Description of the task:
Write out the entire listing below exactly, with the pictures left out.
+-------+
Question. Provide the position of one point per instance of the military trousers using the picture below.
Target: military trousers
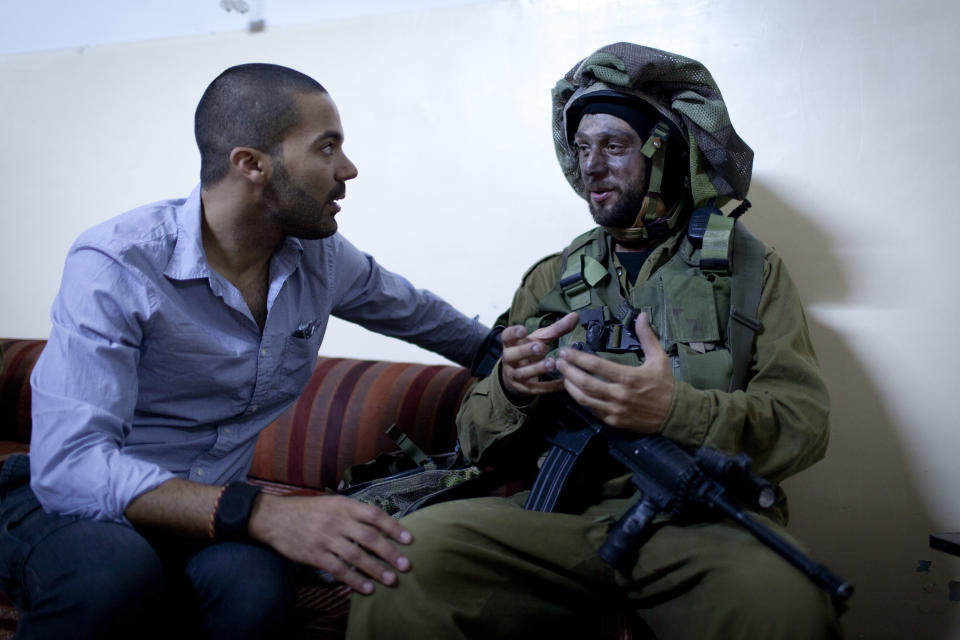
(487, 568)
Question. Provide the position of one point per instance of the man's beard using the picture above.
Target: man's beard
(300, 214)
(622, 214)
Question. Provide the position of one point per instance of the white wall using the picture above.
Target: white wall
(848, 105)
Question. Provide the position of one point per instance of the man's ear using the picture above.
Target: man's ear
(251, 164)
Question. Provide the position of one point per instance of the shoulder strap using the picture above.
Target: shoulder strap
(746, 285)
(581, 269)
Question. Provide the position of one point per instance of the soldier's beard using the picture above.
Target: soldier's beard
(621, 213)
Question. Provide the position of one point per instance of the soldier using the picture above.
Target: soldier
(644, 136)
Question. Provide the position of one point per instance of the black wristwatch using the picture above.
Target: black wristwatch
(231, 521)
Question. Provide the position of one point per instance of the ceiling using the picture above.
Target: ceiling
(42, 25)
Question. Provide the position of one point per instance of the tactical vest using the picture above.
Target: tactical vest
(702, 303)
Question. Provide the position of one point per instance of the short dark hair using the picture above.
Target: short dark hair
(249, 105)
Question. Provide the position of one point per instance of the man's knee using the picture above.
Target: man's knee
(243, 590)
(91, 575)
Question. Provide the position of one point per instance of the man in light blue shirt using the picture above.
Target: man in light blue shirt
(183, 328)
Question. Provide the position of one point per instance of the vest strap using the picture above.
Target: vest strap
(583, 272)
(746, 286)
(715, 253)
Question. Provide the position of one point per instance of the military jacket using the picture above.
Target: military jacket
(780, 419)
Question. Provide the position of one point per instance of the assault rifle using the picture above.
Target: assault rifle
(669, 480)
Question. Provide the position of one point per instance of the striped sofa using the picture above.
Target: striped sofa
(339, 420)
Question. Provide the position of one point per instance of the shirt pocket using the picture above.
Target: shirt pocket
(299, 360)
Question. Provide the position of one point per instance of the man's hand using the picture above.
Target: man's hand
(524, 358)
(346, 538)
(633, 398)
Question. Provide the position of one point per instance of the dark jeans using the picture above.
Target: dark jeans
(79, 578)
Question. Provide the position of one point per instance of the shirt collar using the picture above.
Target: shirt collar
(188, 260)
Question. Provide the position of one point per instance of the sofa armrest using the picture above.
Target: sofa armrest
(343, 414)
(19, 356)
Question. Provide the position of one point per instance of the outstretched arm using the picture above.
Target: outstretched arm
(346, 538)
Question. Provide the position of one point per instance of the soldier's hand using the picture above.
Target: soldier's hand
(348, 539)
(524, 358)
(634, 398)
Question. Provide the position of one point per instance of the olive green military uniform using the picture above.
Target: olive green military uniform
(486, 568)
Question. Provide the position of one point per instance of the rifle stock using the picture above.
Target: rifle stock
(671, 480)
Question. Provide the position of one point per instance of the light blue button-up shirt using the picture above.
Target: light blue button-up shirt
(155, 367)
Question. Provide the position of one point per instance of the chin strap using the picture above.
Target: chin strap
(653, 221)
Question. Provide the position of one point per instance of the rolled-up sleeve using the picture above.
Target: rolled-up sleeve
(385, 302)
(85, 392)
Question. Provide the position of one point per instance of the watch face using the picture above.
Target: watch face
(233, 512)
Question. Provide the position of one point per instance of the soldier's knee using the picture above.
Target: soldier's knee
(769, 598)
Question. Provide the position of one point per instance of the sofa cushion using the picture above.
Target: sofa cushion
(341, 418)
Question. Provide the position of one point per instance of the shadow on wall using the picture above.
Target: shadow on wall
(858, 510)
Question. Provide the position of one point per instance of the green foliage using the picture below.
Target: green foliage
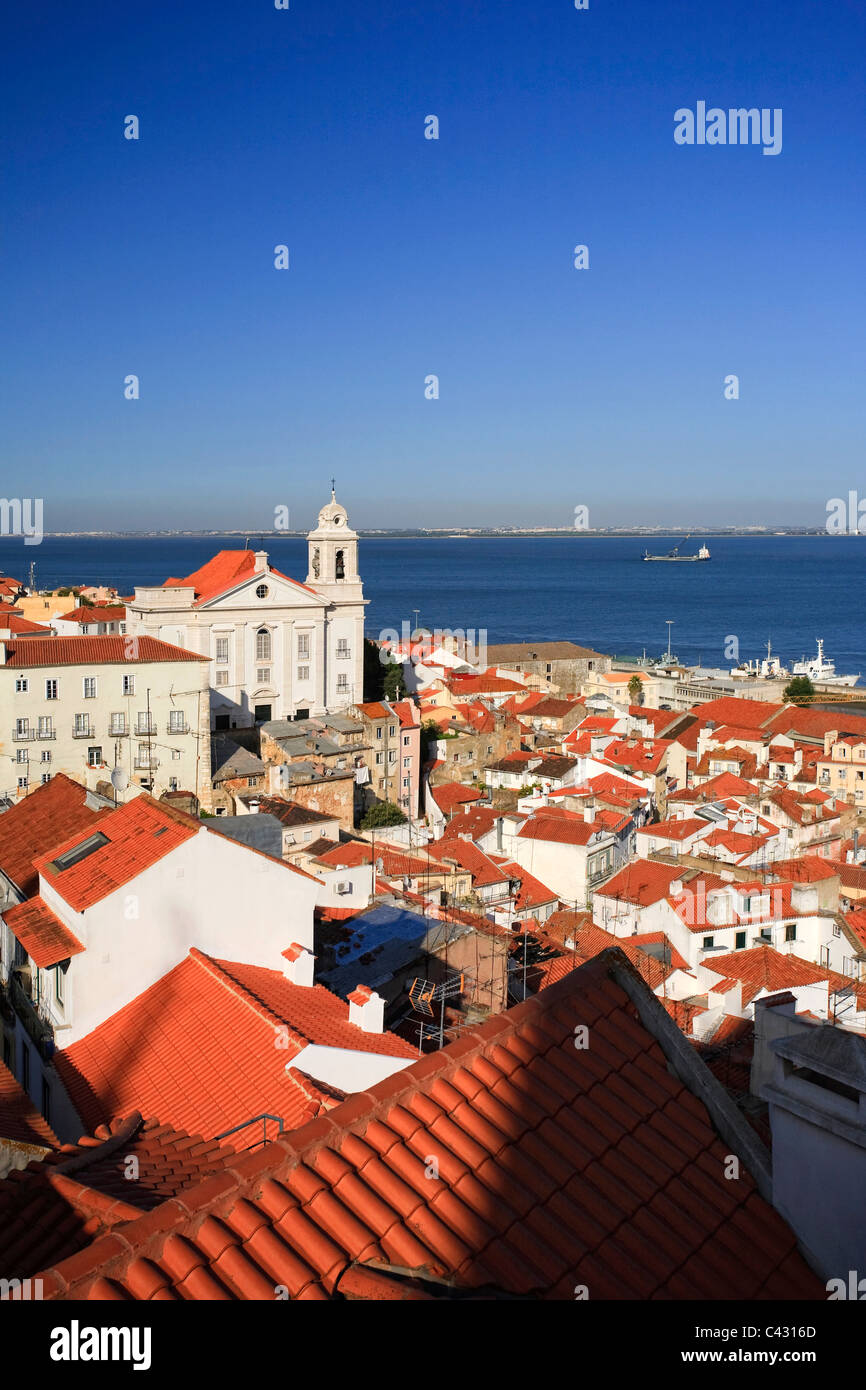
(797, 690)
(374, 672)
(382, 813)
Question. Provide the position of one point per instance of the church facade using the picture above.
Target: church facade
(278, 648)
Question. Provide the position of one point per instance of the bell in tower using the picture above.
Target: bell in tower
(332, 553)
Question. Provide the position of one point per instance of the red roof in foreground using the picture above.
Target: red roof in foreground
(448, 795)
(53, 1208)
(42, 934)
(207, 1045)
(92, 651)
(42, 820)
(225, 570)
(139, 833)
(556, 1166)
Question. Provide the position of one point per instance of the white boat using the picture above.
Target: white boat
(819, 669)
(769, 669)
(674, 558)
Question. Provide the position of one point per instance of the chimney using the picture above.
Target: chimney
(299, 965)
(367, 1009)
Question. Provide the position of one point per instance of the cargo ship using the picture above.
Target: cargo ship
(674, 558)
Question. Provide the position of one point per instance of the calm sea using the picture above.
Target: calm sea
(595, 591)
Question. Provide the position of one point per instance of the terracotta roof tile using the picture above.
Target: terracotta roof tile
(42, 820)
(92, 651)
(519, 1205)
(42, 934)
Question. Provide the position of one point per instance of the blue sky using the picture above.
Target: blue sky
(413, 257)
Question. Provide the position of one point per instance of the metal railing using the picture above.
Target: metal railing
(275, 1119)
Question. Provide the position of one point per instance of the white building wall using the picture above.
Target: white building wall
(210, 893)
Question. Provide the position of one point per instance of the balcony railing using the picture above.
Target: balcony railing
(36, 1027)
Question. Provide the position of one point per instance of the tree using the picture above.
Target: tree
(798, 690)
(382, 813)
(430, 733)
(374, 672)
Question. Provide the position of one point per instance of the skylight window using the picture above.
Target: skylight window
(78, 852)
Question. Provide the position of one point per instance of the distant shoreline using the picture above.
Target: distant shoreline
(448, 534)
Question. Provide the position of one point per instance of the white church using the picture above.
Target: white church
(278, 648)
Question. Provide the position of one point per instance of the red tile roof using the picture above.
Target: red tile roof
(97, 613)
(642, 881)
(22, 626)
(565, 827)
(207, 1045)
(138, 834)
(763, 968)
(53, 1208)
(556, 1166)
(42, 934)
(224, 571)
(449, 795)
(92, 651)
(674, 829)
(42, 820)
(744, 713)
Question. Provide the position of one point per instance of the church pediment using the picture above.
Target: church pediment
+-------+
Output for this task:
Question. Provide the position of one point per instance of the military trousers using the picture below.
Target: military trousers
(487, 568)
Question. Provide the position of one point per instance of the man's beard using the picture above.
Target: man's beard
(300, 214)
(622, 214)
Question. Provide the position of one point per instance of the white wall using the picture above.
Target: white wall
(848, 105)
Question. Provide the position of one point per instance of the man's ear using the picture above.
Target: man's ear
(251, 164)
Question. Provide the position of one point per instance of the shoulder strap using the picture above.
Target: shoulder strap
(746, 285)
(581, 269)
Question. Provide the position of one point per instance of the soldier's beard using the picture above.
Target: soldier's beard
(621, 213)
Question. Provide the position of one point per instance of the soldier using the picture above.
Target: soldier
(644, 136)
Question. Provide the position of one point per instance of the black wristwatch using the picture above.
Target: black wristwatch
(231, 521)
Question. Provide the position of one point per instance of the ceiling using the picture above.
Target: ceiling
(42, 25)
Question. Provide the position of one point per instance of the tactical vest using the picture above.
Target: tactical vest
(702, 303)
Question. Provide the position of one point per instance of the short dark hair using the picture above.
Target: short dark hair
(249, 105)
Question. Provide the position of one point per instance of the man's knee using the picture above.
Target: man's knee
(243, 590)
(91, 575)
Question. Provide the position of one point per instance of the man in light blue shirt using the picture above.
Target: man in light blue shirt
(183, 328)
Question. Provide the position of one point per instance of the vest strap using the picture above.
Target: vest strap
(583, 272)
(746, 286)
(715, 253)
Question. Provide the position of one point per instance of the military jacket using the picture above.
Target: military jacket
(780, 419)
Question. Provide the position of one point per instance of the assault rifle using the picture above.
Target: assault rifle
(669, 480)
Question. Provide the position of one point per instance of the striped sofa using the picture above.
Target: striped sofa
(339, 420)
Question. Provide the position of one point per instance of the shirt pocket using the picture above.
Target: shirt pocket
(299, 360)
Question. Provide the position of one point per instance of the man's hand using the picture above.
Target: man's hand
(524, 358)
(346, 538)
(633, 398)
Question. Provide the position of one point per instance of the dark jeans using the picture above.
Target: dark jeans
(79, 578)
Question. Provide the position of one point per instance of the shirt collar using the picture above.
Target: shirt collar
(188, 260)
Question. Provide the position of one point per instance of the sofa armrest using the picture above.
Target: sofa armrest
(343, 414)
(19, 356)
Question. Provide the position of one point per instance of the outstretched arm using the picture above.
Target: outstretched arm
(346, 538)
Question. Provide the position of one point per instance of the soldier's hand using the picture above.
Target: soldier's hand
(348, 539)
(524, 358)
(634, 398)
Question. Provide the position of one point per instance of the olive green military uniform using the picture above.
Target: olive green military uniform
(486, 568)
Question. Provide the position of one point per instance of the rifle stock using the picture above.
Target: rifle stock
(671, 480)
Question. Provide the position of one point per instance of the light blue button-up shirt using the picture above.
Target: light blue button-up shirt
(155, 367)
Question. Provide the position of one point per instance of the chin strap using the picture above.
Target: chin strap
(653, 221)
Question. Provide the position of one point per instance of the rolled-up sleeve using the picture above.
Target: rolled-up sleeve
(385, 302)
(85, 392)
Question. Provide the position of one point per instance of the watch face using the picture above.
Target: watch face
(233, 512)
Question. Provide the position of one point per instance of the soldier's knee using the picture above.
Target: soldier's knee
(769, 598)
Question. Provide the position of one point per instance of the sofa cushion using the picture above.
Target: sofa cushion
(341, 418)
Question. Provide the position of one point per instance of the shadow on wall using the picture above.
Target: shadow on wall
(858, 510)
Question. Provide the position of one point per instance of the green foliage using the picture below.
Target: green foliage
(797, 690)
(374, 672)
(382, 813)
Question. Provide the position of one point per instance of the church facade using the picture above.
Target: church facade
(278, 648)
Question. Provide the position of one point per instance of the bell in tower using the picture above.
Target: bell in tower
(332, 553)
Question. Provide the position of one point per instance of the red roof in foreground using the picture above.
Target: red roof in foreground
(448, 795)
(53, 1208)
(42, 934)
(207, 1045)
(92, 651)
(42, 820)
(225, 570)
(139, 833)
(556, 1166)
Question. Provide the position of one point per instance of the white boat using the picture above.
Target: white boat
(819, 669)
(769, 669)
(674, 558)
Question. Provide the position of one point per instance of the chimney using the picture above.
Target: chimney
(299, 965)
(367, 1009)
Question. Provide the position of one point per instance of the cargo ship using the picture above.
Target: cargo ship
(674, 558)
Question. Provide the position of one point per instance of the calm sea using the picture above.
Target: calm sea
(595, 591)
Question. Provide the position of one point per instance of the terracotta roof tile using the picture above.
Target: terracotta roof tile
(42, 820)
(92, 651)
(519, 1205)
(42, 934)
Question. Provide the position of one point per instance of the blue sky using the picture above.
Target: blue sky
(413, 257)
Question. Provide the position of one point per instance of the metal railing using the picture above.
Target: metal railing
(275, 1119)
Question. Provide the position of one point per instance of the white building wall using the picture above.
Target: white building wall
(210, 893)
Question. Provide the position of one point per instance of the balcony railing using the picture above.
Target: balcony railing
(36, 1027)
Question. Provide the position of one point per instance of the tree using the picture above.
Target: tree
(798, 690)
(382, 813)
(430, 733)
(374, 672)
Question. Provide the position of one point per instance of the skylight window using the picture above.
Target: skylight window
(78, 852)
Question. Provide the position of one point per instance of the distant shoreline using the picture above.
Target: distant shoreline
(448, 534)
Question. Provide the position of one point per instance of the white church using the picture above.
Target: white church
(278, 648)
Question. Provide the position of one point per instance of the red tile roof using the picture above.
Target: red tile roof
(97, 613)
(642, 881)
(22, 626)
(565, 827)
(207, 1045)
(138, 834)
(763, 968)
(53, 1208)
(556, 1166)
(42, 934)
(224, 571)
(449, 795)
(92, 651)
(674, 829)
(42, 820)
(744, 713)
Question. Provide the position of one point per instance of the church pediment using the picture above.
Target: church pediment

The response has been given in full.